_GOAL OF THE EXERCISE:_ Would you output the lines from the one with "Practice step: find the brass" through the last line of the material below, exactly, but without pictures?
╭──
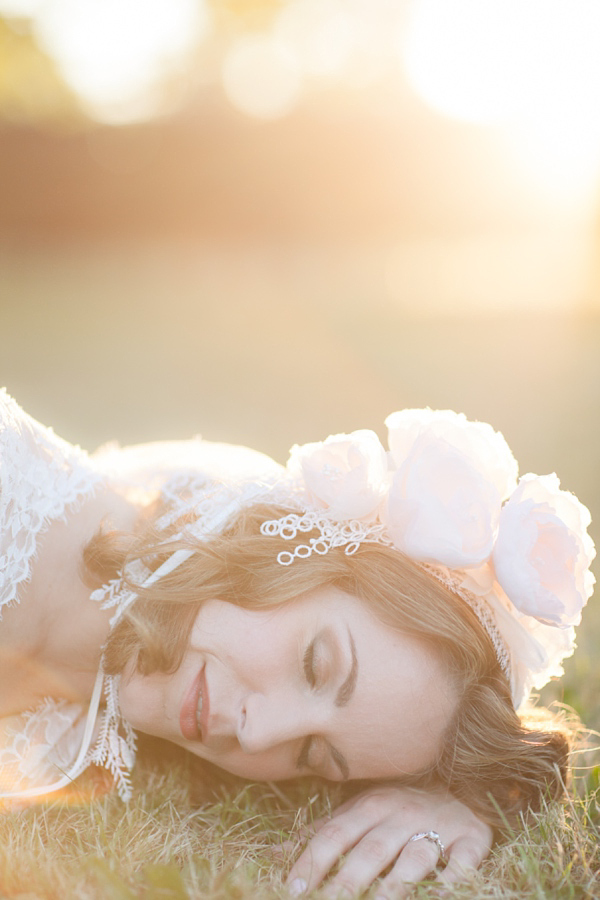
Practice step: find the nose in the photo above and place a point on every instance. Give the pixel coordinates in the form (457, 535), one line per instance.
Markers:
(266, 721)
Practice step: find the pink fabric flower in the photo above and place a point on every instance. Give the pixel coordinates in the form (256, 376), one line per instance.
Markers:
(345, 474)
(446, 494)
(543, 551)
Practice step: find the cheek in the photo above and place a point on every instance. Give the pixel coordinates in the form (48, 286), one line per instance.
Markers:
(142, 701)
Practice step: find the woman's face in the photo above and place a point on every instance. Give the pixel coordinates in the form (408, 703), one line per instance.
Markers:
(315, 686)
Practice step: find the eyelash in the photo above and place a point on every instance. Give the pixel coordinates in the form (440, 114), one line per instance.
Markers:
(311, 676)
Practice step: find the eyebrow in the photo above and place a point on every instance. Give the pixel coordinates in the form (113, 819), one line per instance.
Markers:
(342, 698)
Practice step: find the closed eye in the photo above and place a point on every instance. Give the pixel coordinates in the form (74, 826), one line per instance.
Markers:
(309, 665)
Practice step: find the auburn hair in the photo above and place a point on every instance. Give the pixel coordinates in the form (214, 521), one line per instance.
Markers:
(497, 762)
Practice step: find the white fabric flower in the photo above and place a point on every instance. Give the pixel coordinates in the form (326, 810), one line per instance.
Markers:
(345, 474)
(543, 552)
(446, 494)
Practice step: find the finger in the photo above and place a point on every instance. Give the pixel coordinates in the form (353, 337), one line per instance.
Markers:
(465, 859)
(417, 860)
(365, 862)
(334, 838)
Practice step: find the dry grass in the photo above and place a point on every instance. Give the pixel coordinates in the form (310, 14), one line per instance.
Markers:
(240, 842)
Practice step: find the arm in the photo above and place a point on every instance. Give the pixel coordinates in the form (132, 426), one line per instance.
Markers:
(373, 831)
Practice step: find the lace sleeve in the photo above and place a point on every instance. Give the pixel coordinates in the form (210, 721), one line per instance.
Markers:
(37, 747)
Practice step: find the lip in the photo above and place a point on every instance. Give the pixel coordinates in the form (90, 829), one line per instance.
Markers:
(187, 717)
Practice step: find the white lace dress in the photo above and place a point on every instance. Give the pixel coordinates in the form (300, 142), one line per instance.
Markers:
(44, 478)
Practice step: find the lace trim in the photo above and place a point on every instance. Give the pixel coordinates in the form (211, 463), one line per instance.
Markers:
(41, 476)
(453, 580)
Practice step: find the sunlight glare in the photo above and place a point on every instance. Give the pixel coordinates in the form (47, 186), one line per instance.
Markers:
(260, 78)
(530, 67)
(114, 54)
(25, 9)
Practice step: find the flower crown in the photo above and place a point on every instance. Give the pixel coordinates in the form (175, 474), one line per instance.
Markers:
(447, 496)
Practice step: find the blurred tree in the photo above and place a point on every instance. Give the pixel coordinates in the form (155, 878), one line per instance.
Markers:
(31, 89)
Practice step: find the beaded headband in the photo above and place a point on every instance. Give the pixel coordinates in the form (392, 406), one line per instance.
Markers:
(447, 496)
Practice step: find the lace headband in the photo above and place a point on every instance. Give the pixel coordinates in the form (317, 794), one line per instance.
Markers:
(446, 495)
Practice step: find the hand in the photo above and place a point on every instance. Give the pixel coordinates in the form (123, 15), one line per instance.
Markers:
(374, 829)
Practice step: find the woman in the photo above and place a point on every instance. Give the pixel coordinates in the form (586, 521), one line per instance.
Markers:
(347, 616)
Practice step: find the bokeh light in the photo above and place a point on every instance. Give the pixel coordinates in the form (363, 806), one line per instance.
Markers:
(321, 33)
(261, 78)
(115, 54)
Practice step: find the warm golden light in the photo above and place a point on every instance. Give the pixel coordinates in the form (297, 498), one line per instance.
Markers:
(530, 67)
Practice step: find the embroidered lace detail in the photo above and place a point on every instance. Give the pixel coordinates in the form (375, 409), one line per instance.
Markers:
(115, 746)
(41, 476)
(349, 535)
(454, 581)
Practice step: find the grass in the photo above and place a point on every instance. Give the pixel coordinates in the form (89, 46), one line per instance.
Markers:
(240, 841)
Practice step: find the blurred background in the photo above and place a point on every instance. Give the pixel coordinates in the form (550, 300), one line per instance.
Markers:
(270, 220)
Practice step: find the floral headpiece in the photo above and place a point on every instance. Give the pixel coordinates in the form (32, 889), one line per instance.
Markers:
(447, 496)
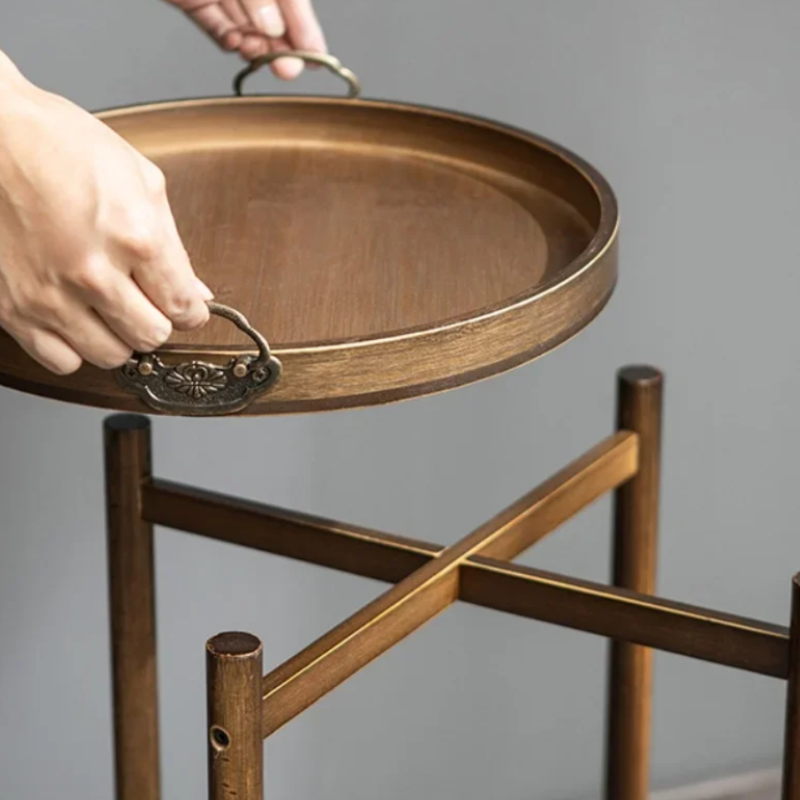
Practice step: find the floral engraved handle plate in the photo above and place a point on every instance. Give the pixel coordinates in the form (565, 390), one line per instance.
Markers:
(197, 388)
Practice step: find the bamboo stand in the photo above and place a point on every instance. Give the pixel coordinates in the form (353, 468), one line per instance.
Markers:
(244, 708)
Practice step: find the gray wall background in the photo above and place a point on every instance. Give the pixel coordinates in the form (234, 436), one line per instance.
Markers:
(690, 108)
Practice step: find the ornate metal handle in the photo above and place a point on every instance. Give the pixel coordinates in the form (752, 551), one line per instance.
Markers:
(198, 388)
(324, 60)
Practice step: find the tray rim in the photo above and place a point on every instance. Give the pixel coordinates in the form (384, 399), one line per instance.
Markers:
(604, 236)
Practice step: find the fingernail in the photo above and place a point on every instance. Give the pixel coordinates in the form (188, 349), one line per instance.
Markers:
(291, 67)
(272, 21)
(206, 293)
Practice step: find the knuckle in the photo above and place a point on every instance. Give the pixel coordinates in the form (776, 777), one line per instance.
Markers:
(140, 238)
(92, 276)
(154, 180)
(152, 339)
(113, 359)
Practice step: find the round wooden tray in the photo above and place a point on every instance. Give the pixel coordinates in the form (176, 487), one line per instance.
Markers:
(383, 250)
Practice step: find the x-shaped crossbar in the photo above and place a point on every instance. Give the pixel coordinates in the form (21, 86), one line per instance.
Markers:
(245, 707)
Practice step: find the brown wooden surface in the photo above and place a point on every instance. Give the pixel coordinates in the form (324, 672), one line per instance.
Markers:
(385, 251)
(791, 751)
(132, 609)
(333, 658)
(235, 746)
(701, 633)
(640, 391)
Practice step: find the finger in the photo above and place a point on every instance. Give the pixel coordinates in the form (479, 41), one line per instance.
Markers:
(303, 30)
(48, 348)
(170, 284)
(254, 46)
(215, 21)
(128, 313)
(266, 17)
(92, 339)
(286, 69)
(234, 9)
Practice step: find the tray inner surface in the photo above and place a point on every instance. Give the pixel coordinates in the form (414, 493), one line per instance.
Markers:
(332, 223)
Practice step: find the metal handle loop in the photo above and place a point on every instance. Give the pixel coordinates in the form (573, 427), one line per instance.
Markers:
(323, 59)
(199, 388)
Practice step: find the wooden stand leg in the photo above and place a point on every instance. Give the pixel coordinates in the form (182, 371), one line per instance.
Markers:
(791, 750)
(132, 609)
(235, 743)
(640, 391)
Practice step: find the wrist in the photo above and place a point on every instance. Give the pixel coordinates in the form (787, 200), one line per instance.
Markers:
(10, 76)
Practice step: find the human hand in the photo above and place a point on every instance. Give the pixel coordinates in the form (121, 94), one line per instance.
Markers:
(91, 263)
(258, 27)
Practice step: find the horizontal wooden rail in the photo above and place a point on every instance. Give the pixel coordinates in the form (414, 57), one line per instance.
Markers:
(429, 590)
(429, 578)
(679, 628)
(369, 553)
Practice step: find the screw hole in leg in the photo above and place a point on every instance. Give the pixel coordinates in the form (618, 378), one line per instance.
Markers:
(220, 738)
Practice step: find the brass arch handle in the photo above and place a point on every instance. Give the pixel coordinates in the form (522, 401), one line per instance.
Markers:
(323, 59)
(199, 388)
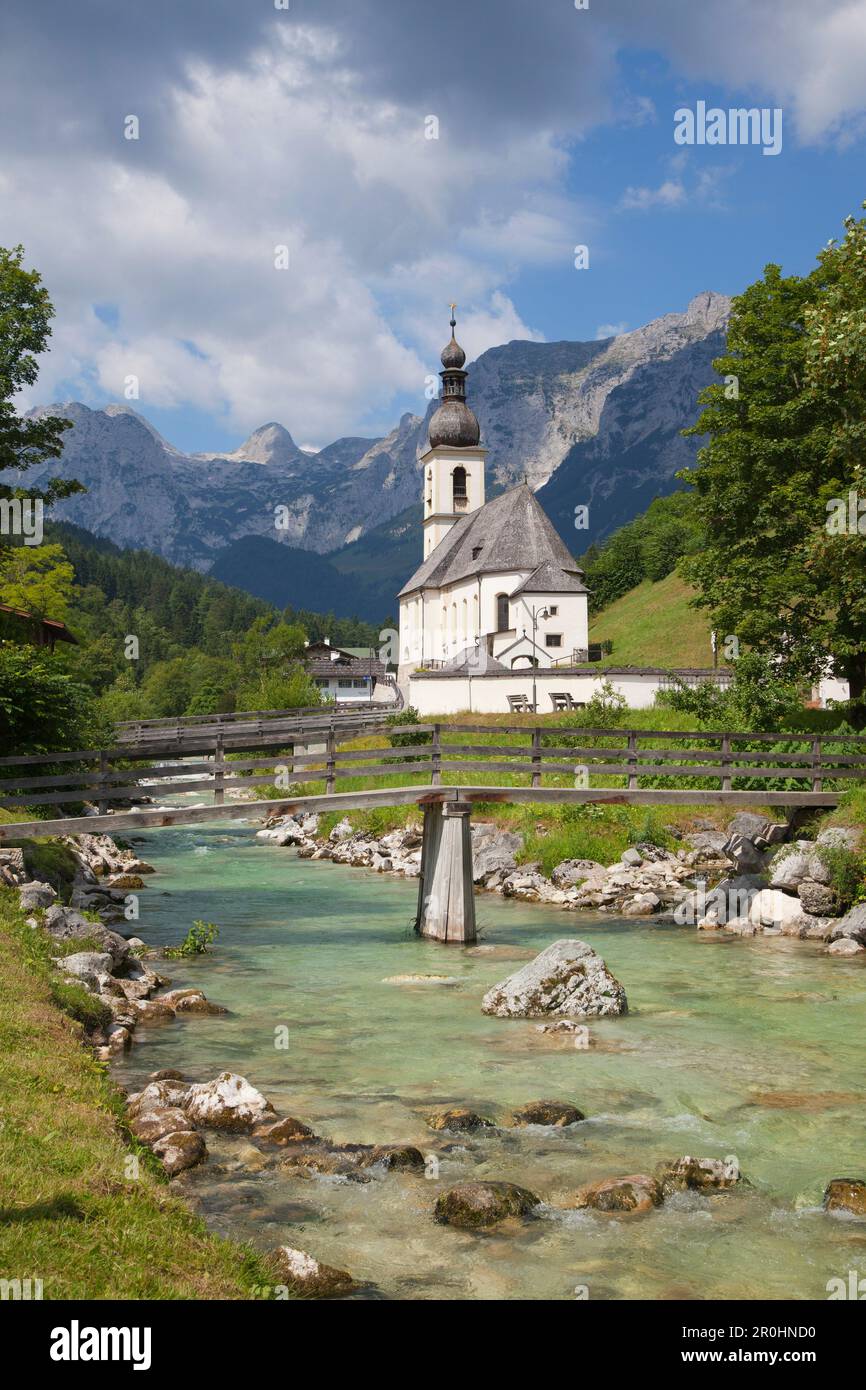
╰──
_OUTPUT FOR THIS TASK:_
Practice step: find the brass arch handle in the photo above and place a point on every instance. Give the pixel coordinates in the form (522, 401), one line per instance.
Markers:
(323, 59)
(199, 388)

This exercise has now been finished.